PROVIDED PASSAGE –
----------------------------------------
The madrasah also functioned as a caravanserai—a traveler’s inn. Merchants passing through Khiva on the Silk Road could rent empty hujras when students were away or when cells weren’t filled. This wasn’t unusual; madrasahs throughout Central Asia blurred the lines between sacred and commercial space. The institution needed income, travelers needed shelter, and students benefited from exposure to people who’d seen the world beyond Khiva’s walls. Some scholars argue this mixing of functions actually enriched the educational experience—students learned practical geography, trade languages, and cultural negotiation skills that pure religious education wouldn’t provide.
The Soviet Years and the Slow Forgetting That Followed
After 1924, when the Khorezm People’s Soviet Republic was absorbed into the Uzbek SSR, religious education was systematically dismantled. The madrasah’s library was confiscated—books deemed “religiously extremist” were destroyed, others sent to state archives. The building itself became a hospital, then a tuberculosis clinic, then storage for cotton and grain. By the 1960s, it was semi-abandoned, used by local kids as a playground. I’ve seen photographs from that era: graffiti on the majolica tiles, animals sheltering in the hujras, the wooden gallery partially collapsed. Restoration began in the 1970s as part of broader Soviet efforts to preserve “historical monuments” (stripped of religious context, of course). Workers replaced damaged bricks, re-did some of the tilework, and stabilized the domes.
The work was uneven, honestly.
Some sections got meticulous attention—the portal was almost entirely re-tiled—while other areas were left to crumble. Post-independence in 1991, Uzbekistan’s government invested more resources into heritage sites as part of building national identity. Kutlug Murad Inak Madrasah became a museum, though “museum” is generous. It’s more like a preserved shell you can walk through. There are a few informational plaques, some display cases with historical artifacts (ceramic fragments, old manuscripts), but mostly it’s just the architecture itself. Tourism has picked up—Khiva gets maybe 100,000 visitors annually, give or take—and the madrasah is on most tour itineraries.
Standing in the Courtyard Now and Feeling the Weight of Discontinuity
When you visit today, the place feels suspended between identities. It’s not a functioning school anymore, but it’s not quite a museum either. Local guides will tell you stories—some historically accurate, others embellished for effect—about students who became famous scholars or about Kutlug Murad’s military exploits. The tiles catch afternoon light in this particular way that makes the geometric patterns seem to vibrate. You can climb the wooden stairs to the second floor (carefully—the handrail is loose), and from up there, you can see over the courtyard walls to Khiva’s other monuments: the Kalta Minor minaret, the Kuhna Ark fortress. It’s quieter than you’d expect. Maybe a dozen tourists wander through on a busy day, taking photos, reading guidebook entries.
I guess what strikes me most is the discontinuity.
For roughly 120 years, this was a living institution—students arguing, teachers lecturing, travelers negotiating room rates. Then it stopped, abruptly, and became something else entirely. The building remains, but the social ecosystem that gave it meaning is gone. You can study the architecture, read about the curriculum, imagine the daily rhythms, but there’s an unbridgeable gap between the madrasah as it functioned and the madrasah as tourist site. Some restoration experts argue we should do more to recreate the original appearance—replace all the damaged tiles, rebuild the rotted wooden elements exactly as they were. Others say the decay is part of the story, that over-restoration erases historical layers. Standing in that courtyard, looking at the mix of original 19th-century tiles and obviously modern replacements, I’m not sure which approach is right. Maybe both. Maybe neither. The place just sits there, beautiful and broken and definately more complicated than I expected when I first read the name in a guidebook.
----------------------------------------
PROVIDED INFORMATION –
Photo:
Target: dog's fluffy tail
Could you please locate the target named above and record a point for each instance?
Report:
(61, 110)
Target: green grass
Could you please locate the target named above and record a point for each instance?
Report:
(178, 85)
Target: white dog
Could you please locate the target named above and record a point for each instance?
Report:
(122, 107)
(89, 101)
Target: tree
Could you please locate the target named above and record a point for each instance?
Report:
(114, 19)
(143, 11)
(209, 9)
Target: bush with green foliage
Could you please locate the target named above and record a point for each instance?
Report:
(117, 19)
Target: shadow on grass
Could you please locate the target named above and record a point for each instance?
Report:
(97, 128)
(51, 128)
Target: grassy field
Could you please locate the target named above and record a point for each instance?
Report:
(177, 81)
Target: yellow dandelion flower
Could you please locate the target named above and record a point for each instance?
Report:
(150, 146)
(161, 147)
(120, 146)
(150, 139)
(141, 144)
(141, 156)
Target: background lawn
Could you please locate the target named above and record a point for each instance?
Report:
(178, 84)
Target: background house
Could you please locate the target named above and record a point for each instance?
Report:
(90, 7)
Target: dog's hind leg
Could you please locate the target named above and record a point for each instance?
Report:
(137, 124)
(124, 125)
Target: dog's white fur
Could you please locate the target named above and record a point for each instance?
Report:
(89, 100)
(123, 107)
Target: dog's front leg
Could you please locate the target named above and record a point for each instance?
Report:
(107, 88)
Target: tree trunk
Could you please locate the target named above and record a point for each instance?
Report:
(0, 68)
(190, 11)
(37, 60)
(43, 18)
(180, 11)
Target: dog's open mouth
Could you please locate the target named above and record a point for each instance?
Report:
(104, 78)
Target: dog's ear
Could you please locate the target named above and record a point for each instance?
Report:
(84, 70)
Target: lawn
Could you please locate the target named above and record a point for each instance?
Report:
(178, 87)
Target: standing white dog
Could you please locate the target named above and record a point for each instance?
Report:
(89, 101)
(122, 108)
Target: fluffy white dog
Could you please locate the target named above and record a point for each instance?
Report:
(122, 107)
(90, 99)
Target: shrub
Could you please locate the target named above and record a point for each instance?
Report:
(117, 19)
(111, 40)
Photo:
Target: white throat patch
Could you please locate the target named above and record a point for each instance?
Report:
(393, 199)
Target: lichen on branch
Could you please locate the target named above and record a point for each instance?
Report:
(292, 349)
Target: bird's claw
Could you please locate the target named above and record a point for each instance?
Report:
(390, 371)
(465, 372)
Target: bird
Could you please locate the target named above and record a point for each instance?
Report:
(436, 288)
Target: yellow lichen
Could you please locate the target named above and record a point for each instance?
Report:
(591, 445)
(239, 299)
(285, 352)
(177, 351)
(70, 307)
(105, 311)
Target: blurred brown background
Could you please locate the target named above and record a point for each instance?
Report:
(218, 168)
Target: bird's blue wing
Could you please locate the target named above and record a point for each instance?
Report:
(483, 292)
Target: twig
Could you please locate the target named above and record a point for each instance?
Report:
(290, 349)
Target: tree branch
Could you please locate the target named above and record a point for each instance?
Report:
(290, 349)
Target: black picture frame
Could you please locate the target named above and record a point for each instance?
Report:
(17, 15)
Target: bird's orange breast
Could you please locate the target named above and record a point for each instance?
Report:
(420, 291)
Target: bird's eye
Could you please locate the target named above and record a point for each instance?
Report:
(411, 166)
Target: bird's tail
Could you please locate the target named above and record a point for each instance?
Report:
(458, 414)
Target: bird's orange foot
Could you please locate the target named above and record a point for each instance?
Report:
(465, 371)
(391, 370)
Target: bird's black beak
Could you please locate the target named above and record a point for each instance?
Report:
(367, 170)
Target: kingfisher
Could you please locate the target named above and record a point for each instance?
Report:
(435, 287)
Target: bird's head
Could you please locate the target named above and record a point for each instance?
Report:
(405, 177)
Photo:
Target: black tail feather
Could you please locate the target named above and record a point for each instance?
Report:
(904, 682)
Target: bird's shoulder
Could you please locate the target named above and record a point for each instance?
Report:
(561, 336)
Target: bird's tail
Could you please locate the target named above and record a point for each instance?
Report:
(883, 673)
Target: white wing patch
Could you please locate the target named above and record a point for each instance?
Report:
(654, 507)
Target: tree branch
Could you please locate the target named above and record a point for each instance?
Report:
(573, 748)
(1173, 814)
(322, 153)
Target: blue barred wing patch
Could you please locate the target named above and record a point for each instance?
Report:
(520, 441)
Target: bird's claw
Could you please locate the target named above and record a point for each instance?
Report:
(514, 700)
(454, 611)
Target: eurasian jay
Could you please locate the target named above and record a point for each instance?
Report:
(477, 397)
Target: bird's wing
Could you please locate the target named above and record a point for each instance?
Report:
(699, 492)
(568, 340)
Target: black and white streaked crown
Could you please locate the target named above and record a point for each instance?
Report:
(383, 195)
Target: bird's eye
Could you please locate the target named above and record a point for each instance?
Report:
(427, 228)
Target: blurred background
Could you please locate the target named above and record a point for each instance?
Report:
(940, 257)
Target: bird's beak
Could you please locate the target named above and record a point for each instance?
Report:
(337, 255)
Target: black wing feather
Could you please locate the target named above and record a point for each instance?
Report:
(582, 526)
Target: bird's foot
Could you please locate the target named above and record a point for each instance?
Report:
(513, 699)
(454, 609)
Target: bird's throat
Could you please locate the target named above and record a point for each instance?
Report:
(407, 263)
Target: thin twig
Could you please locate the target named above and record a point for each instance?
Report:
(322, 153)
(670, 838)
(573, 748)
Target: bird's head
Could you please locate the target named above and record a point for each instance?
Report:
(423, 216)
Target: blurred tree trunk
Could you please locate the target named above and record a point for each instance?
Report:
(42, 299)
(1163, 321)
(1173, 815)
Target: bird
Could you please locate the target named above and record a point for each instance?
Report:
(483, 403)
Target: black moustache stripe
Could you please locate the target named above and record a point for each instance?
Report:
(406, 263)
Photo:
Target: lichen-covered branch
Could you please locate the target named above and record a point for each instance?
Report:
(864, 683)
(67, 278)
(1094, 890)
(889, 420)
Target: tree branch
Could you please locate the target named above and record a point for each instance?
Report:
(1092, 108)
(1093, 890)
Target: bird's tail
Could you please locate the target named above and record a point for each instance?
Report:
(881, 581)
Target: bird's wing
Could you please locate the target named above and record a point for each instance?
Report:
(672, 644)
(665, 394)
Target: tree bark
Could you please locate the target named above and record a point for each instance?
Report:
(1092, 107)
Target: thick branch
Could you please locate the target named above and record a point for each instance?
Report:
----------------------------------------
TASK STATEMENT –
Output the part of the Khiva madrasah text that starts with "The madrasah also" and goes on through "education wouldn’t provide.", copied word for word. Rely only on the text about the Khiva madrasah, not on the rows.

SOLVED EXERCISE –
The madrasah also functioned as a caravanserai—a traveler’s inn. Merchants passing through Khiva on the Silk Road could rent empty hujras when students were away or when cells weren’t filled. This wasn’t unusual; madrasahs throughout Central Asia blurred the lines between sacred and commercial space. The institution needed income, travelers needed shelter, and students benefited from exposure to people who’d seen the world beyond Khiva’s walls. Some scholars argue this mixing of functions actually enriched the educational experience—students learned practical geography, trade languages, and cultural negotiation skills that pure religious education wouldn’t provide.